**設定課題**
下の本文を2文で要約してください。

====== 掲載本文 ======

「力というものは物理量の基本だ。加速度センサーはニュートンの法則をそのままデバイスにしたものである。ジャイロセンサーはコリオリの法則を事業化しただけのこと。そしていま求められているのは力覚センサーなのだ。」
こともなげにこう語る人は、ワコーテック(富山県高岡市)というベンチャーを率いる代表取締役(工学博士)の岡田和廣氏である。「この人は中々面白そうだよね」という感じでフムフムと岡田氏の話を聞いていたら、とんでもないことに気がついた。MEMSセンサーとして大爆裂した3軸加速度センサーのことを思い出したのである。そう、誰あろうこの岡田氏こそ、1992年12月にピエゾ抵抗型の3軸加速度センサーを世界で初めて開発し、世の中をあっと言わせた男なのだ。その後、岡田氏はジャイロセンサーも世に出すことで、世界にその名を知られていくことになる。
「私は埼玉県上尾に生まれ、実家は鎌倉時代から23代続くと言われている古い農家の出。上智大学で学び卒論は半導体の物性であり、これはフランス語で書いた。大学院まで進み、多くの友人たちが日立や東芝に就職していくなかで、私が選んだ会社は何と某電線メーカーであった。」(岡田氏)

====== 掲載項目一覧 ======

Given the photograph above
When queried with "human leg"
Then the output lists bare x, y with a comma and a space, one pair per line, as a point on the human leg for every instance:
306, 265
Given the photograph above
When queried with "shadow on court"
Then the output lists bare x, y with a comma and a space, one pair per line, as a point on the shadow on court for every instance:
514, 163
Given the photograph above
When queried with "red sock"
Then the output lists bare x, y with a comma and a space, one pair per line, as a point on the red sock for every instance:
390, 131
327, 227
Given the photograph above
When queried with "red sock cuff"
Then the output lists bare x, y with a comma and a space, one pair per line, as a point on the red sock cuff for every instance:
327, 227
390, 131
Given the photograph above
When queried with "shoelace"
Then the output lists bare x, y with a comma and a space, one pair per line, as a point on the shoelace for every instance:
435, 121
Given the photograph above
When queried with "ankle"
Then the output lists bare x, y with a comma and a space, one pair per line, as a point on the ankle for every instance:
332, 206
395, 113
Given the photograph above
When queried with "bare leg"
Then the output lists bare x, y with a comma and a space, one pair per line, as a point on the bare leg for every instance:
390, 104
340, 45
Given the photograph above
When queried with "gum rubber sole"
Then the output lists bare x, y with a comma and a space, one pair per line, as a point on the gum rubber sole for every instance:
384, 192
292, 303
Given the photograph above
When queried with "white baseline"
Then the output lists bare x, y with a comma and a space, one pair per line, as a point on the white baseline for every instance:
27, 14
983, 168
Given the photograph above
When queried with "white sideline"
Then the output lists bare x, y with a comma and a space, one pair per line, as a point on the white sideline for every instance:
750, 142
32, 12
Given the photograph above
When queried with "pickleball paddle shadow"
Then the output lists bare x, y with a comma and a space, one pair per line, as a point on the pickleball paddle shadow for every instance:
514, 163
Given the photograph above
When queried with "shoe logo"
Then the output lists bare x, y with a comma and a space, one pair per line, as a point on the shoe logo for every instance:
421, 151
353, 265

======

**解答**
ワコーテック（富山県高岡市）の代表取締役である岡田和廣氏は、力は物理量の基本であり、いま求められているのは力覚センサーだと語る。岡田氏は1992年12月にピエゾ抵抗型の3軸加速度センサーを世界で初めて開発し、その後ジャイロセンサーも世に出して世界に名を知られた人物で、埼玉県上尾の古い農家に生まれ、上智大学と大学院で学んだのちに電線メーカーに就職した。